Switch every "single point" in the records below to "single dot", then write the records out again with nothing else changed.

****************************************

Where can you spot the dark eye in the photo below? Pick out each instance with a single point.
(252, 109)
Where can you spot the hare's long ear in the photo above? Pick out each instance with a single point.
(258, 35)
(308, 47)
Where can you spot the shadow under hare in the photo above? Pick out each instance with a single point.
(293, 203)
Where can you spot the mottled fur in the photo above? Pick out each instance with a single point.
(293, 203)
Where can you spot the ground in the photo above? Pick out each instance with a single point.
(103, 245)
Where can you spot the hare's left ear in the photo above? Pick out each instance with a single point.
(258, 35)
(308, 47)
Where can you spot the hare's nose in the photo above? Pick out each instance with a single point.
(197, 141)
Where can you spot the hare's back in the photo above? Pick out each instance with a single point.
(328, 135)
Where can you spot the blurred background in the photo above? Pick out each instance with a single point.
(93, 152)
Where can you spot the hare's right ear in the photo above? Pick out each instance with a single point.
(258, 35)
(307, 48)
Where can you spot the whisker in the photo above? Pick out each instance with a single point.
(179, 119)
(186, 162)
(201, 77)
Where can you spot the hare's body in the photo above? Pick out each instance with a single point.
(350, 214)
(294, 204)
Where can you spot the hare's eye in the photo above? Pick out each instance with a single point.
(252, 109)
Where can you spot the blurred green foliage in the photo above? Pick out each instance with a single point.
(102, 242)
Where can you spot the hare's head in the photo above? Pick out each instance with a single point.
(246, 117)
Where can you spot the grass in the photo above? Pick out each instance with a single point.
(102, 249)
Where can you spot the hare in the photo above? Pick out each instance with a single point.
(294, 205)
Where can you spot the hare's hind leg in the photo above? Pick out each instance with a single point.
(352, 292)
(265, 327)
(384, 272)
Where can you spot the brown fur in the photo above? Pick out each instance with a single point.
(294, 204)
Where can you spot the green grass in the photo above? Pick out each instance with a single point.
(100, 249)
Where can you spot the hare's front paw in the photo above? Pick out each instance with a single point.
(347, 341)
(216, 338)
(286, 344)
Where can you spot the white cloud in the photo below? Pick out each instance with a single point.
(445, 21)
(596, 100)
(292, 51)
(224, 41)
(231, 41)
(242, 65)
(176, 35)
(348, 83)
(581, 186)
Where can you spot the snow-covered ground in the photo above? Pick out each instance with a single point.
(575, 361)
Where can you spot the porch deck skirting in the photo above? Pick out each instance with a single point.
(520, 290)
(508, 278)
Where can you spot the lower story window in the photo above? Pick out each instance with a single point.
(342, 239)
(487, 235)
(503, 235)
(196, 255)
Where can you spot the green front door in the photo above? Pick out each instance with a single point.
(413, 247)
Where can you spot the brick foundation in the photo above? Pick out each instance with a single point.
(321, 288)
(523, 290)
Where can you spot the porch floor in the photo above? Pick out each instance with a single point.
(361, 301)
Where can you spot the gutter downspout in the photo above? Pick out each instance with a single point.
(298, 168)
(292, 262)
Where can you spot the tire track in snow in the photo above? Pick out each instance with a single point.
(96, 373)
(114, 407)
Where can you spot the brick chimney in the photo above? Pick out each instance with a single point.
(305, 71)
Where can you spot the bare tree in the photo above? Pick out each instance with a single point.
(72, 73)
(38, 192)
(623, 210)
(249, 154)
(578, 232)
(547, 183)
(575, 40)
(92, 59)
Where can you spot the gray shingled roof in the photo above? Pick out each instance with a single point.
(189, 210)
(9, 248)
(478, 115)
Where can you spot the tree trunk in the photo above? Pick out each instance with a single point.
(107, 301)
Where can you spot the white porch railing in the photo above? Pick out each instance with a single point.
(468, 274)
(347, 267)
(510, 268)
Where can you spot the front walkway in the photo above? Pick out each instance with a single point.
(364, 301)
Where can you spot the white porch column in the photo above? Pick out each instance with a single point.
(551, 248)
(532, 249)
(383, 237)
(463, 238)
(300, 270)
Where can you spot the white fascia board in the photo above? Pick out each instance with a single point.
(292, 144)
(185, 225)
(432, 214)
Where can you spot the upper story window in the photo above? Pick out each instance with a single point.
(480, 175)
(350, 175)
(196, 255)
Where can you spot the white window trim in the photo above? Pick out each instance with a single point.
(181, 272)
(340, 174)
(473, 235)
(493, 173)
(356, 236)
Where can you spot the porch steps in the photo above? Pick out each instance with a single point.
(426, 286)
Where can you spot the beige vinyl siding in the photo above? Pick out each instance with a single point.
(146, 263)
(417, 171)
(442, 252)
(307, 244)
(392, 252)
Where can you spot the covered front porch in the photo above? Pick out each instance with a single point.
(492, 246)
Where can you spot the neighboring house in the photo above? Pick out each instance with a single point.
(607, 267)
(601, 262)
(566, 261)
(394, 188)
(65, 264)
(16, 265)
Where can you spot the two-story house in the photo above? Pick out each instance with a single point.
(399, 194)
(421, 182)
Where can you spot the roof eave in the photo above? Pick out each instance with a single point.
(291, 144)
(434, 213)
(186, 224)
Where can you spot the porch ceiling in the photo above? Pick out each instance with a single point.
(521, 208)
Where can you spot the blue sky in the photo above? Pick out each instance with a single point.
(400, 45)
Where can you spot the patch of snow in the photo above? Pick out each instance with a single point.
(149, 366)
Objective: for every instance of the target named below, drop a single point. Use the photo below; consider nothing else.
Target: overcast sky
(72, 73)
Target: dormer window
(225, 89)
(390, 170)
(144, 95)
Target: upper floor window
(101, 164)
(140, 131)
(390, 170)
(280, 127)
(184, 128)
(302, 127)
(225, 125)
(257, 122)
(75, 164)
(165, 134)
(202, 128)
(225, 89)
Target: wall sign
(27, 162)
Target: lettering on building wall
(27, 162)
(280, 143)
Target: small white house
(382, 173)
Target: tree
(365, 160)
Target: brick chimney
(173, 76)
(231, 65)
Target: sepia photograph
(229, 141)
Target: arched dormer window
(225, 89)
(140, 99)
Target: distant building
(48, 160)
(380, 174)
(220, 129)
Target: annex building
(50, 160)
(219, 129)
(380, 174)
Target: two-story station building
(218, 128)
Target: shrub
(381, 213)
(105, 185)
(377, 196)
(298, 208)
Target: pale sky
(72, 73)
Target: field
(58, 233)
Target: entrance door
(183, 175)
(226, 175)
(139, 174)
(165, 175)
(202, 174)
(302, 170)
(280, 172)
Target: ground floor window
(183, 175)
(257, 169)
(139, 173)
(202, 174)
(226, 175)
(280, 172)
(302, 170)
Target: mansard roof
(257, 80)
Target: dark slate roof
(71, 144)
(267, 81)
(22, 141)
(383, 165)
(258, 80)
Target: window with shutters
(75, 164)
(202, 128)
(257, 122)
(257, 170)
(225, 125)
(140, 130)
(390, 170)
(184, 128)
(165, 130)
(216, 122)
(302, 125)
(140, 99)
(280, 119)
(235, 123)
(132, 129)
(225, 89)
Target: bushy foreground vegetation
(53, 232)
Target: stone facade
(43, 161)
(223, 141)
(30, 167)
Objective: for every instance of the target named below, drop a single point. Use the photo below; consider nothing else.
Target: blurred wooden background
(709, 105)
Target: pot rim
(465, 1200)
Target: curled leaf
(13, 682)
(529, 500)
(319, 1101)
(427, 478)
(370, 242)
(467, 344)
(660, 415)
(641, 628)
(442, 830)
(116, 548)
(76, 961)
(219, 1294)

****************************************

» **EXERCISE ANSWER**
Where can you spot the dark eye in the photo below? Pick out each instance with a single dot.
(252, 109)
Where can you spot the hare's long ear in the photo above? Pick out each instance with a single dot.
(258, 35)
(308, 47)
Where can you spot the shadow under hare in the photo above? Pick out each instance with a single dot.
(293, 203)
Where can you spot the mottled fur in the photo above? Pick out each instance with a single dot.
(293, 203)
Where can you spot the ground in the photo above? Pick out each instance with a single dot.
(103, 245)
Where can you spot the hare's left ear in the photo above? Pick out each instance with a single dot.
(258, 35)
(308, 47)
Where can you spot the hare's nose in the photo above? Pick out each instance with a single dot.
(197, 141)
Where can you spot the hare's back in the photo above? Pick out each instance with a single dot.
(328, 135)
Where can you spot the blurred background in the photo above? Pick out each instance with a single dot.
(93, 152)
Where can you spot the hare's right ear in the photo above? Pick out each instance with a single dot.
(258, 35)
(307, 48)
Where can you spot the whisker in the photo above? Pick out each instance with a single dot.
(179, 119)
(186, 162)
(201, 77)
Where can you spot the hare's body in the photo above? Pick out each instance with a single dot.
(350, 214)
(294, 204)
Where can you spot the hare's eye in the photo above? Pick out each instance with a single dot.
(252, 109)
Where can you spot the blurred green foliage in the photo above? Pick out each instance with a single dot.
(102, 242)
Where can you spot the hare's head in the photo above? Pick out each instance with a single dot.
(246, 117)
Where can you spot the grass in the photo above? Pick out each instance with a single dot.
(102, 249)
Where can you spot the hare in the photo above? Pick out each instance with a single dot.
(294, 205)
Where can you spot the hare's hind leg in the photo above? Pick out each instance with a single dot.
(352, 292)
(265, 327)
(384, 272)
Where can you spot the brown fur in the photo above? Pick out each instance with a single dot.
(294, 204)
Where can you spot the green grass in the photo above? Pick out each instance with a single dot.
(100, 249)
Where can you spot the hare's front paw in the photo above? Pick out each instance with a single dot.
(347, 341)
(216, 338)
(286, 344)
Where can you spot the white cloud in the photo below? Pick out each instance with a single dot.
(445, 21)
(596, 100)
(292, 51)
(224, 41)
(231, 41)
(242, 65)
(176, 35)
(348, 83)
(581, 186)
Where can you spot the snow-covered ground in the photo above? Pick out each instance with a single dot.
(575, 361)
Where can you spot the porch deck skirting in the photo above? Pick out each instance with a single dot.
(520, 290)
(508, 278)
Where can you spot the lower story window in the photo above? Pick out each instance with a single dot.
(342, 239)
(487, 235)
(503, 235)
(196, 255)
Where can you spot the green front door in the photo above? Pick out each instance with a single dot.
(413, 247)
Where can you spot the brick foundation in the photo above? Pick out each instance with a single dot.
(321, 288)
(523, 290)
Where can you spot the porch floor in the photo above? Pick out each instance with a single dot.
(361, 301)
Where can you spot the gutter downspout in the photo above? Pick out each instance with a single dot.
(298, 168)
(292, 262)
Where can you spot the tire track in snow in the photo above? Pick out each instance with a single dot.
(96, 373)
(114, 407)
Where can you spot the brick chimney in the photo above? Pick out each instance with a single dot.
(305, 71)
Where can you spot the bare tree in the photo above? Pick out each instance with a single dot.
(72, 73)
(38, 192)
(623, 210)
(249, 154)
(578, 232)
(547, 183)
(575, 40)
(92, 59)
Where can you spot the gray shingled roof in the photo above? Pick out each instance with a single dot.
(189, 210)
(9, 248)
(478, 115)
Where can you spot the tree trunk in the photo above? Pick out each instance with a single dot.
(107, 301)
Where can you spot the white porch railing in the photo above? Pick out each instance with a single dot.
(468, 274)
(347, 267)
(510, 268)
Where can you spot the front walkway in the photo above? Pick out each instance with a single dot.
(364, 301)
Where can you spot the white porch column in the photo above? Pick out each instance with a single dot.
(551, 248)
(532, 249)
(383, 237)
(463, 238)
(300, 270)
Where can you spot the white fascia board in the photo above? Pick out each instance with a single dot.
(292, 144)
(185, 225)
(432, 214)
Where can you spot the upper story window in the photo above? Pick out each instance with a single dot.
(480, 175)
(350, 175)
(196, 255)
Where can you spot the white window trim in the photo above? Pick out each instance with a single dot.
(181, 272)
(340, 174)
(473, 235)
(493, 173)
(356, 236)
Where can you spot the porch steps in the photo above? Pick out each instance with a single dot.
(426, 286)
Where can you spot the beige vinyl siding in the photo above? Pick out each instance with a single dot.
(146, 263)
(417, 171)
(442, 252)
(307, 244)
(392, 252)
Where can you spot the covered front porch in the photo above? Pick out each instance with a single dot.
(492, 246)
Where can you spot the neighboring house in the photo above? Pick out each instance with a single dot.
(607, 267)
(601, 262)
(566, 261)
(394, 188)
(65, 264)
(16, 265)
Where can you spot the two-story house in the photo above? Pick out each instance with a single dot.
(399, 194)
(421, 182)
Where can you spot the roof eave in the photo above? Pick out each instance with a single dot.
(291, 144)
(434, 213)
(186, 224)
Where can you spot the porch ceiling in the photo above? Pick out each instance with a single dot.
(521, 208)
Where can you spot the blue sky in the photo above? Pick out each instance with a single dot.
(400, 45)
Where can you spot the patch of snow in the photo above? Pick out each instance with a single dot.
(149, 366)
Objective: for every instance of the target named below, drop a single dot. Use the photo below; consider nothing else.
Target: overcast sky
(72, 73)
Target: dormer window
(225, 89)
(390, 170)
(144, 95)
Target: upper floor window
(101, 164)
(140, 131)
(390, 170)
(280, 127)
(184, 128)
(302, 127)
(225, 125)
(257, 122)
(75, 164)
(165, 134)
(202, 128)
(225, 89)
Target: wall sign
(27, 162)
Target: lettering on building wall
(27, 162)
(280, 143)
Target: small white house
(382, 173)
Target: tree
(365, 160)
Target: brick chimney
(173, 76)
(231, 65)
Target: sepia photograph
(229, 141)
Target: arched dormer window
(225, 89)
(140, 99)
Target: distant building
(48, 160)
(380, 174)
(220, 129)
Target: annex building
(50, 160)
(219, 129)
(380, 174)
Target: two-story station building
(218, 128)
Target: shrub
(381, 213)
(105, 185)
(377, 196)
(298, 208)
Target: pale sky
(72, 73)
Target: field
(58, 233)
Target: entrance door
(183, 175)
(226, 175)
(139, 174)
(165, 175)
(202, 174)
(302, 170)
(280, 172)
Target: ground floor window
(183, 175)
(257, 169)
(139, 173)
(202, 174)
(226, 175)
(280, 172)
(302, 170)
Target: mansard roof
(257, 80)
Target: dark slate roof
(71, 144)
(267, 81)
(22, 141)
(383, 165)
(258, 80)
Target: window with shutters
(75, 164)
(202, 128)
(257, 122)
(257, 170)
(225, 125)
(140, 130)
(390, 170)
(184, 128)
(165, 130)
(216, 122)
(302, 125)
(140, 99)
(280, 119)
(235, 123)
(132, 129)
(225, 89)
Target: bushy foreground vegetation
(53, 232)
Target: stone facade
(43, 161)
(223, 141)
(30, 167)
Objective: for every instance of the target named below, drop a single dot. Use the photo below; consider nothing else.
Target: blurred wooden background
(709, 105)
Target: pot rim
(465, 1200)
Target: curled leaf
(13, 682)
(529, 500)
(319, 1101)
(427, 478)
(370, 242)
(467, 344)
(660, 415)
(641, 628)
(442, 830)
(116, 548)
(76, 961)
(219, 1294)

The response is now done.